### What this task involves
Print, exactly and completely, every entry in the data.

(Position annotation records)
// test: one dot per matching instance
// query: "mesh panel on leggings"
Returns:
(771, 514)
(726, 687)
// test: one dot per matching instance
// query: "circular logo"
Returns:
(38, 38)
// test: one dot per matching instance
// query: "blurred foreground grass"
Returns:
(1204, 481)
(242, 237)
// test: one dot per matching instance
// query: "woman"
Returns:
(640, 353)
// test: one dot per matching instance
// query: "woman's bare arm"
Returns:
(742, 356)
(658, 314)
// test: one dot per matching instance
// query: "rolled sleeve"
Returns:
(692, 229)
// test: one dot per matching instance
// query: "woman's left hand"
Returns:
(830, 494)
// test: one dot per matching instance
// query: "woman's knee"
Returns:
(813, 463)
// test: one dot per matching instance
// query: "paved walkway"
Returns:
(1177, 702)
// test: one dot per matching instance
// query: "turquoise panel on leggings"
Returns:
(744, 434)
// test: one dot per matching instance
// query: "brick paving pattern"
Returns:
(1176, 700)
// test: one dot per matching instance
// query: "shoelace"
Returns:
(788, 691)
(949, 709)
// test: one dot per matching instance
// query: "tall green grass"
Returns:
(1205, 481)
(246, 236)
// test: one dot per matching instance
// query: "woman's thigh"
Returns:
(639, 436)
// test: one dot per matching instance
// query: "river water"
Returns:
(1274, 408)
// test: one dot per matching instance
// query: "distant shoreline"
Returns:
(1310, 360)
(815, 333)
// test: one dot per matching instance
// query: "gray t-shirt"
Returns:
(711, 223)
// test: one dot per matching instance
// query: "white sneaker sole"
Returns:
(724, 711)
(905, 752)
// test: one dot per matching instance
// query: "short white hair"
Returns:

### Result
// test: one dot per matching instance
// query: "mesh panel on leggings"
Returns:
(771, 514)
(726, 687)
// test: one dot per matching instance
// query: "circular logo"
Returns:
(38, 38)
// test: one dot per matching instance
// query: "blurred foreground grass"
Returns:
(1204, 481)
(242, 237)
// test: one dot per matching instance
// query: "woman"
Returns:
(640, 353)
// test: one dot per matching instance
// query: "woman's bare arm"
Returns:
(742, 356)
(658, 314)
// test: one dot per matching instance
// query: "rolled sleeve"
Returns:
(692, 229)
// test: one dot per matching instance
// query: "woman's left hand"
Returns:
(830, 494)
// test: one dot per matching instance
// query: "woman's knee"
Returns:
(813, 463)
// test: one dot per matching instance
// query: "paved walkway"
Returns:
(1177, 702)
// test: one dot per matching instance
// query: "turquoise panel on leggings"
Returns:
(744, 434)
// test: one dot per matching instance
// query: "brick paving pattern"
Returns:
(1176, 700)
// test: one dot per matching instance
// query: "shoelace"
Returns:
(788, 691)
(949, 709)
// test: one dot per matching instance
// query: "tall green grass"
Returns:
(1205, 481)
(246, 236)
// test: one dot per matching instance
// query: "woman's thigh"
Returns:
(639, 436)
// test: one dot per matching instance
// query: "river water"
Returns:
(1274, 408)
// test: one dot per matching instance
// query: "distant shoreline"
Returns:
(1310, 360)
(815, 333)
// test: one dot per matching instance
// query: "gray t-shirt"
Returns:
(711, 223)
// test: one dot per matching instance
// query: "white sneaker sole"
Returns:
(724, 711)
(905, 752)
// test: one dot per matching instance
// query: "short white hair"
Returns:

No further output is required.